Gather every line of the lines below that contains the word "apron", and copy each one in full.

━━━━━ RECORDS SHOWN

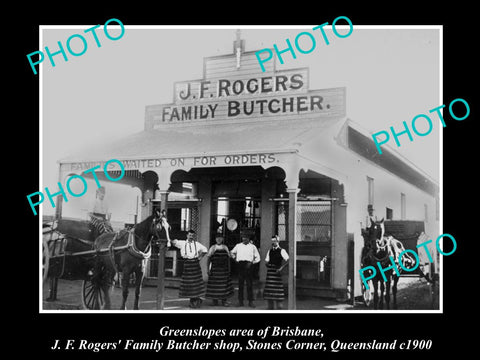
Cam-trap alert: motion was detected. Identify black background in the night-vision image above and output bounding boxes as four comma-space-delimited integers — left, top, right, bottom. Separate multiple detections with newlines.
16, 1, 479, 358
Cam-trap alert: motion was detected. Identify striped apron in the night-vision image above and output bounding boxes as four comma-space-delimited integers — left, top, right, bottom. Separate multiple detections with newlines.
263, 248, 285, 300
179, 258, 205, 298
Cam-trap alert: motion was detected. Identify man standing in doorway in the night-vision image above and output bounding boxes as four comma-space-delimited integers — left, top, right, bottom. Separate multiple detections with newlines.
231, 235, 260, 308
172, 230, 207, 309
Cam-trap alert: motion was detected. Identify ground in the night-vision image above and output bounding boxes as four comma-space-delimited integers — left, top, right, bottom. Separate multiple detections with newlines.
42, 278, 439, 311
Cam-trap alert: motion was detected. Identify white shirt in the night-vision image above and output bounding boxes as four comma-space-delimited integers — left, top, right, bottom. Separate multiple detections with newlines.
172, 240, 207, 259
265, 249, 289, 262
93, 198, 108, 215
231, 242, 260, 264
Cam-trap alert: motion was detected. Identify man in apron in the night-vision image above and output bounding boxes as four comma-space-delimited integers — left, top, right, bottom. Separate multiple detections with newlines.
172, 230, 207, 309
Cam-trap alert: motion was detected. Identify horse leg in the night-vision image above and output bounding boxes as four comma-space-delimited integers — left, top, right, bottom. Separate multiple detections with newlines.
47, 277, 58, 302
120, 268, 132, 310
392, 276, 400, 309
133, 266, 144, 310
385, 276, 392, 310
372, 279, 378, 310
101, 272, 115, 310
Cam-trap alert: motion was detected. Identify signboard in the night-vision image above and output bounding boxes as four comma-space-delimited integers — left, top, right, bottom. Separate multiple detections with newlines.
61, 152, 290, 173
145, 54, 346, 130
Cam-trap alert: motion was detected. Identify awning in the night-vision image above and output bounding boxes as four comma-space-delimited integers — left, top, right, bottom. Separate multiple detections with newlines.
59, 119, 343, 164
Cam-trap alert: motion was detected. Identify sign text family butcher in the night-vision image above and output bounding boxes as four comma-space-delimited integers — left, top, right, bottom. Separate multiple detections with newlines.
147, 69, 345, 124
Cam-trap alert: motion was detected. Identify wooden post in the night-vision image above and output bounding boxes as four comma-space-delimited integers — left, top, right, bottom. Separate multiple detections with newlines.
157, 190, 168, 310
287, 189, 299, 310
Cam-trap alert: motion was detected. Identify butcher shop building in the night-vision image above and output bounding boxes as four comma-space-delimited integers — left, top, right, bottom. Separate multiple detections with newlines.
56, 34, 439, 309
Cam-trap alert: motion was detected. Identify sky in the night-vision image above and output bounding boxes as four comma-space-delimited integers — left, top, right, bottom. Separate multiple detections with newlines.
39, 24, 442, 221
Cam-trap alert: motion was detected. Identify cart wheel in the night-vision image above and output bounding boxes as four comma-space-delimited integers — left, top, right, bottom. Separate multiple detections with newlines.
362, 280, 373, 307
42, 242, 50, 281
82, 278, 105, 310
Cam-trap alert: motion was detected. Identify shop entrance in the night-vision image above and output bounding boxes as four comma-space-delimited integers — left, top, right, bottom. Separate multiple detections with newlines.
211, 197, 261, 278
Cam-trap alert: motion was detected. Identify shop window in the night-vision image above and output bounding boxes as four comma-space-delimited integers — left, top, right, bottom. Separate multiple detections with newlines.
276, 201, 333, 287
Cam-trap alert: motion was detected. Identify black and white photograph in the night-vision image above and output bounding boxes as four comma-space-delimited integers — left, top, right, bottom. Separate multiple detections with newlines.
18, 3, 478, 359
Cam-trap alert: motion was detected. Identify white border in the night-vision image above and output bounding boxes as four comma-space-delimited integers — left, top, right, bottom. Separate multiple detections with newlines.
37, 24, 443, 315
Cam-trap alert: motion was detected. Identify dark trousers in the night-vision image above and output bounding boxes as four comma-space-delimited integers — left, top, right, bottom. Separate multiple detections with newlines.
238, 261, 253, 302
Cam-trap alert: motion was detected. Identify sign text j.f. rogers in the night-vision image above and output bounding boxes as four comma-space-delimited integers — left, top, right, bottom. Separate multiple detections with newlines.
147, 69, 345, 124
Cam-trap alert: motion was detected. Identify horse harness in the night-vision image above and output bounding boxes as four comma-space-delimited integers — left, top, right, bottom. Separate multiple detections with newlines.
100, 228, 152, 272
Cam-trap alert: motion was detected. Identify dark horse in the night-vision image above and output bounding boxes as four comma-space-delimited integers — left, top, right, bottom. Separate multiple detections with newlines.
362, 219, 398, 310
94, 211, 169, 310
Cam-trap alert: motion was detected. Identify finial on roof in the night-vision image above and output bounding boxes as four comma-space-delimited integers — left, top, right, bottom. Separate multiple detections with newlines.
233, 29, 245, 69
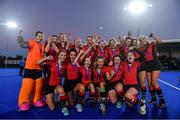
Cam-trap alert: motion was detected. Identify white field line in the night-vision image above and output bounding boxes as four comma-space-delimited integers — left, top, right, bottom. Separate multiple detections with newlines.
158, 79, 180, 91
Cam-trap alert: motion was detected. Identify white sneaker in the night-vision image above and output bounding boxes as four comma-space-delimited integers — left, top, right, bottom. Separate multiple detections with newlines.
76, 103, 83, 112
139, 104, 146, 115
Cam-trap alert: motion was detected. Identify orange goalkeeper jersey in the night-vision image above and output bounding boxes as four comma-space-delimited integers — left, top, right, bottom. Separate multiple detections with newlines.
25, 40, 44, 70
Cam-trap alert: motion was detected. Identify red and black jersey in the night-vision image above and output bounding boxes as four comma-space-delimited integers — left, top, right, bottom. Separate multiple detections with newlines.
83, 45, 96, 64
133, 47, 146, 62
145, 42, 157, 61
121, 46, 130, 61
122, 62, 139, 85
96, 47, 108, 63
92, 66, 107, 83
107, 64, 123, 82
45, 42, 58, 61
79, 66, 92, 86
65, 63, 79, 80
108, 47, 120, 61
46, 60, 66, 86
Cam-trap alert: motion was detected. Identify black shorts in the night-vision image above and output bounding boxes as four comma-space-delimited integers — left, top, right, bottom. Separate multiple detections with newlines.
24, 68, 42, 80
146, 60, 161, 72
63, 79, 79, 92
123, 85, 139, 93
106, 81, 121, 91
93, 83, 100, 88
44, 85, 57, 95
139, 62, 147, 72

━━━━━━━━━━

== OUTPUT OF THE TASK ==
Cam-trap alert: motion was detected. Identify striped apron in the night-vision image above and output bounding boxes as four comma-space-delimited integers — left, top, right, bottom. Separate multiple detections with newlines.
Cam-trap alert: motion was detected. Identify man in apron in the night-vision image above and output bounding boxes as four comma-space-delimited integers — left, top, right, bottom. Separate multiple detections with newlines.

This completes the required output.